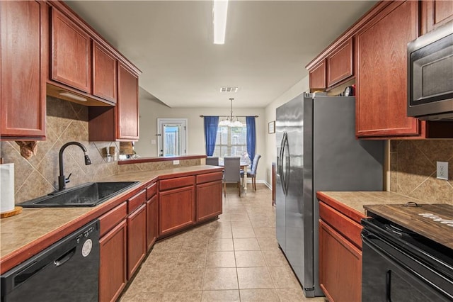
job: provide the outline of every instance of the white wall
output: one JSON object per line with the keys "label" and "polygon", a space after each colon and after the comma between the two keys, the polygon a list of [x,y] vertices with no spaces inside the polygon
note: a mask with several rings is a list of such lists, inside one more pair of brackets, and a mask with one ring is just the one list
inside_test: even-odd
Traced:
{"label": "white wall", "polygon": [[[277,98],[265,108],[265,120],[268,123],[275,121],[275,109],[282,104],[291,101],[294,97],[304,91],[309,91],[309,76],[306,76],[286,92]],[[265,135],[266,159],[263,162],[263,167],[265,169],[265,180],[272,184],[272,163],[277,160],[277,147],[275,145],[275,134]]]}
{"label": "white wall", "polygon": [[[258,181],[272,184],[272,162],[277,159],[275,134],[268,133],[268,123],[275,121],[275,109],[291,101],[304,91],[309,91],[309,77],[306,77],[274,100],[265,108],[235,108],[233,113],[238,116],[259,116],[256,118],[256,152],[262,157],[258,168]],[[139,127],[140,140],[135,143],[135,151],[142,157],[157,156],[157,144],[151,144],[151,140],[157,140],[157,118],[188,119],[188,155],[206,154],[205,149],[205,116],[224,116],[229,114],[229,108],[169,108],[156,101],[140,98]]]}
{"label": "white wall", "polygon": [[[151,144],[151,140],[157,140],[157,118],[188,119],[188,155],[206,154],[203,118],[205,116],[229,115],[229,108],[169,108],[156,101],[140,98],[139,100],[140,140],[135,143],[134,150],[142,157],[157,156],[157,144]],[[233,113],[237,116],[259,116],[256,120],[256,152],[262,157],[258,167],[257,181],[265,180],[265,162],[266,156],[266,136],[268,123],[265,118],[264,108],[235,108]]]}

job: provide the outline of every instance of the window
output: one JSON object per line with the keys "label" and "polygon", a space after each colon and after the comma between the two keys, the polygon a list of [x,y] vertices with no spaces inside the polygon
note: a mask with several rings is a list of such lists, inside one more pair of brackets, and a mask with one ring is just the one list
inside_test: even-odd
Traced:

◇ ◇ ◇

Turn every line of the entries above into a numbered list, skipping blank lines and leaving the pictures out.

### WORKED ANSWER
1. job: provide the outline of every instance of the white wall
2. output: one JSON object per line with the keys "label" and "polygon", a space after each colon and after the comma between the two keys, the polygon a list of [x,y] vertices with no spaces inside the polygon
3. note: a mask with several rings is a list of such lists, inside one more pair of brackets, and a mask with one ring is just the one list
4. inside_test: even-odd
5. Traced:
6. {"label": "white wall", "polygon": [[[277,98],[265,108],[265,120],[268,123],[275,121],[275,109],[282,104],[291,101],[294,97],[304,91],[309,91],[309,76],[306,76],[286,92]],[[265,135],[266,159],[263,162],[263,167],[265,169],[265,180],[272,184],[272,163],[277,160],[277,147],[275,145],[275,134]]]}
7. {"label": "white wall", "polygon": [[[258,181],[272,184],[272,162],[277,159],[275,134],[268,133],[268,123],[275,121],[275,109],[291,101],[304,91],[309,91],[309,77],[306,77],[274,100],[265,108],[235,108],[233,113],[238,116],[259,116],[256,118],[256,152],[262,157],[258,168]],[[139,127],[140,140],[135,143],[135,151],[142,157],[157,156],[157,144],[151,144],[151,140],[157,140],[157,118],[188,119],[188,155],[206,154],[205,149],[205,116],[224,116],[229,114],[229,108],[169,108],[156,101],[140,98]]]}
8. {"label": "white wall", "polygon": [[[151,144],[151,140],[157,140],[157,118],[188,119],[188,155],[206,154],[203,118],[205,116],[229,115],[229,108],[169,108],[156,101],[140,98],[139,100],[140,140],[135,143],[134,150],[142,157],[157,156],[157,144]],[[233,113],[237,116],[259,116],[256,120],[256,152],[262,157],[258,167],[257,181],[265,180],[265,162],[266,156],[266,136],[268,123],[265,118],[264,108],[235,108]]]}
9. job: provide the outline of every instance of the window
10. output: one JSON object per line with the keys "label" and "polygon", a space after each colon and after the comma between the two keys, the polygon a list of [x,y] vertices with no spaces inside the polygon
11. note: a mask with several rings is a list of such lists, inside one more pair of brackets, and a mask with one ring is just the one list
12. inside_test: even-odd
13. Traced:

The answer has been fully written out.